◆ EXERCISE DESCRIPTION:
Reproduce the part of the records that opens with the first line and closes with the line containing "276 154 L 317", substituting "basket" for "sack" and leaving everything else unchanged.

◆ EXTRACTED RECORDS:
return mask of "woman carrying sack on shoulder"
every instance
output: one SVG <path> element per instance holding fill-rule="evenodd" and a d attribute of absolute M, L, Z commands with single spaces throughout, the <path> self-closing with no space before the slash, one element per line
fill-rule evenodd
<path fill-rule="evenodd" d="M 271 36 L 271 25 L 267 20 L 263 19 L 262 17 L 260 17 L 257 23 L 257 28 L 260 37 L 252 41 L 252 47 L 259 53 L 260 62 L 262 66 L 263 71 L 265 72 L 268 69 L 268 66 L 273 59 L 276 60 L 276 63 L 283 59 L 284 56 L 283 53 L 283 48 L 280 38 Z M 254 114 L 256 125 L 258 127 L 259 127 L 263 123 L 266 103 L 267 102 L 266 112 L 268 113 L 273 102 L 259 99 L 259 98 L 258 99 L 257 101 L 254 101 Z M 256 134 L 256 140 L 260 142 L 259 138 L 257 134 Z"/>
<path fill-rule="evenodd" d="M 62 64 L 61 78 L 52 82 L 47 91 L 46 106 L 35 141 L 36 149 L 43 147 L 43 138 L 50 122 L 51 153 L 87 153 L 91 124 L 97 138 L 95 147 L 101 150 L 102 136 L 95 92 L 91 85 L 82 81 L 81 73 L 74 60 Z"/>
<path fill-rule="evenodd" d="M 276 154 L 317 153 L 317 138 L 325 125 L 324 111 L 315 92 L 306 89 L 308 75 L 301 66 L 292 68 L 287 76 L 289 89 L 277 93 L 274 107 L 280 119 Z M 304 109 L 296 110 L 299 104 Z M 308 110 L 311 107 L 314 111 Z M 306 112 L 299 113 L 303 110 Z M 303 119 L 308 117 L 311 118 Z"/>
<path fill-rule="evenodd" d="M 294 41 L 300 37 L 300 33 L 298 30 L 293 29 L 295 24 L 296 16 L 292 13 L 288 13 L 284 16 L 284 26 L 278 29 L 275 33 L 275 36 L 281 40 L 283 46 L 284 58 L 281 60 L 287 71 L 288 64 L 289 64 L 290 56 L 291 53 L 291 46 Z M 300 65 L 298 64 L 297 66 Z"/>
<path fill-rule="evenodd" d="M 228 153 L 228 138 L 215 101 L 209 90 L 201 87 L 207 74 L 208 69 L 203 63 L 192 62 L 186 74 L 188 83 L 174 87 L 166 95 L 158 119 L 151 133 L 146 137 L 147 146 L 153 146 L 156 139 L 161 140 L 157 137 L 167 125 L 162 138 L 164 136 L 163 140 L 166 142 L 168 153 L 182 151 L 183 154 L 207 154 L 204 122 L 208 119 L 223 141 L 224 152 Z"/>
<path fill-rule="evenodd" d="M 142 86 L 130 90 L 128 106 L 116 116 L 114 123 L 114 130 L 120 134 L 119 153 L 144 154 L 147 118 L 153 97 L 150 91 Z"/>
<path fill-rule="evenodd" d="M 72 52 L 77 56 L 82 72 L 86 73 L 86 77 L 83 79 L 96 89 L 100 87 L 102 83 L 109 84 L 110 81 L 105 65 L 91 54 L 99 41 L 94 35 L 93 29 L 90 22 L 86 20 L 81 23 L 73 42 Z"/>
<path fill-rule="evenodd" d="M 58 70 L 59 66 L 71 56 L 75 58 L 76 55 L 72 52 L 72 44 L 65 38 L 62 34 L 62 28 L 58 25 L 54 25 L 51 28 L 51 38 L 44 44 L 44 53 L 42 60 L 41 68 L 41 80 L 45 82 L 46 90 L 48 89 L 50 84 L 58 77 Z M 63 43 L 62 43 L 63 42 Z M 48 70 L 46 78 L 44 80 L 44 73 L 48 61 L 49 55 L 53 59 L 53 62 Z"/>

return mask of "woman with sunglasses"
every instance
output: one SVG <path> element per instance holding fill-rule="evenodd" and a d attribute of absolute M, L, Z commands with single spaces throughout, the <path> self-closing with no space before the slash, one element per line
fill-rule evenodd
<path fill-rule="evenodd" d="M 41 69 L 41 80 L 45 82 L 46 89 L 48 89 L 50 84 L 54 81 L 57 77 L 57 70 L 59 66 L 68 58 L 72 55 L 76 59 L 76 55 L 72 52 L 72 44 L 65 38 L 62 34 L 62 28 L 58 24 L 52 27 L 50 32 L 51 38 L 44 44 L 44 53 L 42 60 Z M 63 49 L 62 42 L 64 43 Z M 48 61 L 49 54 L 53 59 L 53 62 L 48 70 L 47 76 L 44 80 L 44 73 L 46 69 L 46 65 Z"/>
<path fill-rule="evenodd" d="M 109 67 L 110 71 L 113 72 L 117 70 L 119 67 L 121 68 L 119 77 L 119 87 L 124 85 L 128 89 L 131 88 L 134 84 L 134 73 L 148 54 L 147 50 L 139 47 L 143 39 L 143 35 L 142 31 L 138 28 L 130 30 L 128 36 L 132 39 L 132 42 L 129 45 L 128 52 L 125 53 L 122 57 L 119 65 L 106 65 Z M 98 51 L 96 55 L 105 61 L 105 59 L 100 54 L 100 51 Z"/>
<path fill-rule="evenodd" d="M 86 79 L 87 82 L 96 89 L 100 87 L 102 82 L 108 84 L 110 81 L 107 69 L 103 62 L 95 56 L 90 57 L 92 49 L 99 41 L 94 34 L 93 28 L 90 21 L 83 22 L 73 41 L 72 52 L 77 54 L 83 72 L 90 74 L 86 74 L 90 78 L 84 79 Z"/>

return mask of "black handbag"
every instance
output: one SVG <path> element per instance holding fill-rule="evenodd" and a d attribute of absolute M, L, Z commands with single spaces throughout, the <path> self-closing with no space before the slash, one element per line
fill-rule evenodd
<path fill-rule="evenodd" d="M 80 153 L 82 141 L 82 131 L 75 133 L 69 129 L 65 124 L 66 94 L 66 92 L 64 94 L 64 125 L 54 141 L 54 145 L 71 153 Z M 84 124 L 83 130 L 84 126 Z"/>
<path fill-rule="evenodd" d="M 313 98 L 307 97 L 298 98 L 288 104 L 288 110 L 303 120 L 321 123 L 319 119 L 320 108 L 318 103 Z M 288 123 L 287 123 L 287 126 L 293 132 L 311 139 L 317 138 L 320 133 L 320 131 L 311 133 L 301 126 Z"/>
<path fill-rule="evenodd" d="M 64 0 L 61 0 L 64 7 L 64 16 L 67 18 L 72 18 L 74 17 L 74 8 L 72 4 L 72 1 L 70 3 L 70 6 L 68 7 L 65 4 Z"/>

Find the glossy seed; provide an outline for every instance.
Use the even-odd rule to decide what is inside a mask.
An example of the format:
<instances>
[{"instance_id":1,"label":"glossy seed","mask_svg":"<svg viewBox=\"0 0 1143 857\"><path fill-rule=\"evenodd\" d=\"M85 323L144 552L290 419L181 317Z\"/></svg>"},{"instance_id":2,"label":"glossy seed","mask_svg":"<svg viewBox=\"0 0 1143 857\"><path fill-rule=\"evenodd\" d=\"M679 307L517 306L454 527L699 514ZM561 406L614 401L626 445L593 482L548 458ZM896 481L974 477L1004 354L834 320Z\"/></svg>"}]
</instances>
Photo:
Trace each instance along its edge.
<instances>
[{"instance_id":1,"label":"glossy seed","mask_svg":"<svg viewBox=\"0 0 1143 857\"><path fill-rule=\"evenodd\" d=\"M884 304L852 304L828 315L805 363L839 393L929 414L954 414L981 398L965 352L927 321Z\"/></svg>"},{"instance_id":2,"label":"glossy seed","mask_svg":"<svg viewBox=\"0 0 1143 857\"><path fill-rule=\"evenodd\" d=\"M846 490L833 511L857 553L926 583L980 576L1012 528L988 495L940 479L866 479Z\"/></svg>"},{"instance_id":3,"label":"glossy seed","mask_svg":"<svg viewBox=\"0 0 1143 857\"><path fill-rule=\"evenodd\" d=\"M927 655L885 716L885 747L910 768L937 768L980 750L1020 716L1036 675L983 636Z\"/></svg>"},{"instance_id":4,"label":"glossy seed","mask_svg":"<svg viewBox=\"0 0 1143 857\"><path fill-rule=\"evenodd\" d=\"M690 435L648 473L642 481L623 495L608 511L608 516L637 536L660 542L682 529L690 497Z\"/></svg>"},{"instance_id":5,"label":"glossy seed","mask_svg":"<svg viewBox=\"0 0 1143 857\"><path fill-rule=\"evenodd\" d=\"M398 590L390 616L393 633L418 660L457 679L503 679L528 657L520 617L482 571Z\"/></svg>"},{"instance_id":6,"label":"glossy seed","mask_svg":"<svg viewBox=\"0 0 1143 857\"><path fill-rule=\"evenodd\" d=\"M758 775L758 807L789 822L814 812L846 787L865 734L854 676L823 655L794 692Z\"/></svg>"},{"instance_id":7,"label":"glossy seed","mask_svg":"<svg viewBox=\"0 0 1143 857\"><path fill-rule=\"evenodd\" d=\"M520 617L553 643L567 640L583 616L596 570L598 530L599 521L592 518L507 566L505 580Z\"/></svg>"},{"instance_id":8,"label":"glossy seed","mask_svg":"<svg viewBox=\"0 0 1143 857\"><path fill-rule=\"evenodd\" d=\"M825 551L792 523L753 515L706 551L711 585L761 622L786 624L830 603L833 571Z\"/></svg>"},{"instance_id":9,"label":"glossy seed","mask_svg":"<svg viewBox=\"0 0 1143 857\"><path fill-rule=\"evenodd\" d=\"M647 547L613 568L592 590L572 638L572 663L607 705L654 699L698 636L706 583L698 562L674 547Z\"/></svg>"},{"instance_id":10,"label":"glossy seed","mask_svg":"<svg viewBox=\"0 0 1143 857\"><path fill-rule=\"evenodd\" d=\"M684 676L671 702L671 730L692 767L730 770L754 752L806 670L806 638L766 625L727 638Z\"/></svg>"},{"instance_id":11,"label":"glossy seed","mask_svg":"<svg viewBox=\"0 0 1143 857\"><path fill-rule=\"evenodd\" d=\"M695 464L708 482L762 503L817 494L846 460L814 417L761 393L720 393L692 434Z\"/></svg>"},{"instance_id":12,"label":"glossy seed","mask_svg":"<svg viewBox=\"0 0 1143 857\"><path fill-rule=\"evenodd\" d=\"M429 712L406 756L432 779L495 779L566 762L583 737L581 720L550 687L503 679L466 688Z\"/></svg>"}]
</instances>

◆ ANSWER BELOW:
return mask of "woman carrying basket on shoulder"
every instance
output: one SVG <path> element per instance holding fill-rule="evenodd" and a d attribute of absolute M, L, Z commands with single spaces throughout, the <path> self-closing with no space before the slash, one element per line
fill-rule evenodd
<path fill-rule="evenodd" d="M 271 36 L 271 25 L 267 20 L 263 19 L 262 17 L 260 17 L 257 23 L 257 28 L 260 37 L 252 41 L 252 47 L 259 53 L 260 62 L 262 66 L 263 71 L 265 72 L 268 69 L 268 66 L 273 59 L 276 60 L 276 63 L 283 59 L 284 56 L 283 53 L 283 48 L 280 38 Z M 254 114 L 256 125 L 258 127 L 259 127 L 263 123 L 266 103 L 267 102 L 266 112 L 268 113 L 273 102 L 259 99 L 259 98 L 258 99 L 257 101 L 254 101 Z M 256 134 L 256 140 L 260 142 L 259 138 L 257 134 Z"/>
<path fill-rule="evenodd" d="M 62 64 L 61 78 L 52 82 L 47 91 L 46 106 L 35 141 L 36 149 L 43 147 L 43 138 L 50 122 L 51 153 L 87 153 L 91 124 L 97 138 L 95 147 L 101 150 L 102 136 L 95 92 L 91 85 L 82 81 L 81 73 L 74 60 Z"/>
<path fill-rule="evenodd" d="M 276 154 L 317 153 L 317 138 L 325 125 L 324 111 L 315 92 L 306 89 L 308 75 L 301 66 L 292 68 L 287 76 L 289 89 L 277 93 L 274 107 L 280 119 Z M 304 109 L 296 110 L 299 104 Z M 308 110 L 311 107 L 314 111 Z M 306 112 L 299 113 L 303 110 Z M 303 119 L 308 117 L 311 118 Z"/>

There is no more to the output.